══ Estratto

Ma come tutti sappiamo, la centralità dell’Unione Europea in merito a normative, leggi e riflesso sulla vita quotidiana dei cittadini e degli Enti territoriali è ormai riconosciuta a ogni livello. Tra i temi più caldi, sicuramente quelli legati all’ambiente, agricoltura e alimentazione.

Le sfide per l’Europa e per l’Italia: il manifesto di Slow Food

A questo proposito, prima delle elezioni dell’8 e 9 giugno scorso l’Associazione Slow Food Italia ha diffuso un manifesto strutturato in 12 punti, l’ha sottoposto ai candidati ma anche alle istituzioni che governano i territori a livello nazionale e locale all’attenzione di tutto il nuovo esecutivo.  Non si tratta soltanto di princìpi-guida, ma di una vera e propria bussola da seguire per orientare le scelte da prendere. I temi trattati vanno dalla biodiversità, all’agroecologia, passando per la richiesta di una seria politica di educazione alimentare. Lo spirito del Manifesto traspare chiaramente dall’incipit di Barbara Nappini, presidente di Slow Food Italia che afferma: “È tempo che l’Unione europea imbocchi senza ulteriori retromarce, dopo quelle registrate negli ultimi mesi sul Green Deal, la strada verso un modello di produzione alimentare che non affami il pianeta, ma garantisca un futuro di pace e prosperità al vivente tutto. Un modello che non è utopia.” Slow Food è un grande movimento internazionale. Fondato nel 1986 in Italia, Slow Food è oggi una rete di APS nella nostra nazione e oltre 190 paesi nel mondo, impegnato a promuovere il diritto al piacere e a un cibo buono, pulito e giusto per tutte e tutti, come parte della ricerca della prosperità e della felicità per l’umanità attuale e futura e per l’intera rete del vivente.

Un appello all’Europa, dalla rete internazionale e quella italiana, che ricorda come senza un reale Green Deal gli obiettivi dell’agenda europea 2030 non si potranno mai raggiungere. Slow Food richiama l’interconnessione degli spazi agricoli e la necessità di omogenizzare il più possibile la normativa Europea e quella degli stati dell’unione.

════

### Compiti da svolgere
(a) Indica i tre temi che l'estratto definisce tra i più caldi fra quelli legati all'Unione Europea.
(b) Riscrivi in forma di elenco puntato, più breve, il paragrafo dell'estratto che inizia con "A questo proposito", conservandone i fatti principali.
(c) Prosegui il testo sul manifesto di Slow Food per l'Europa a partire dalla sua ultima frase.

══ Dati dell'esercizio

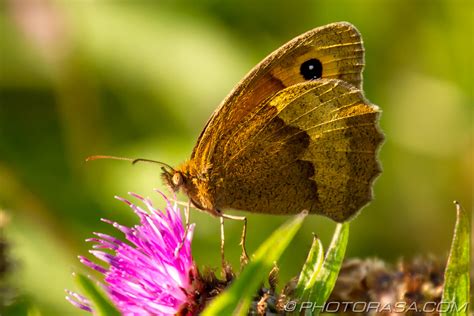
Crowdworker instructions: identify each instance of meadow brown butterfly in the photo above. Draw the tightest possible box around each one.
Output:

════

### Compiti risolti
(a) Ambiente, agricoltura, alimentazione.

(b)
- Prima delle elezioni dell'8 e 9 giugno, Slow Food Italia ha diffuso un manifesto in 12 punti. Lo ha sottoposto ai candidati e alle istituzioni nazionali e locali.
- Il manifesto non offre soltanto princìpi-guida: è una bussola per orientare le scelte.
- I temi vanno dalla biodiversità all'agroecologia, fino alla richiesta di una seria politica di educazione alimentare.
- Barbara Nappini, presidente di Slow Food Italia, chiede all'UE di imboccare senza altre retromarce la strada verso un modello di produzione alimentare che non affami il pianeta e garantisca pace e prosperità. Parla di retromarce già registrate sul Green Deal e afferma che quel modello "non è utopia".
- Slow Food è un movimento internazionale fondato in Italia nel 1986. Oggi è una rete di APS in Italia e in oltre 190 paesi. Promuove il diritto al piacere e a un cibo buono, pulito e giusto per tutte e tutti.

(c)
L’Europa che vorremmo rifiuta gli Ogm e i brevetti, perché il cibo è un diritto e non soltanto una merce. L’Europa che vorremmo interrompe la corsa al gigantismo (con monocolture sempre più estese, allevamenti industriali sempre più grandi, centri commerciali che si moltiplicano, piccole aziende che chiudono, paesi che si spopolano) e punta sulla biodiversità (agricola e culturale), su un’economia diffusa, che non marginalizzi le terre alte e che produca benessere.” si legge nel manifesto.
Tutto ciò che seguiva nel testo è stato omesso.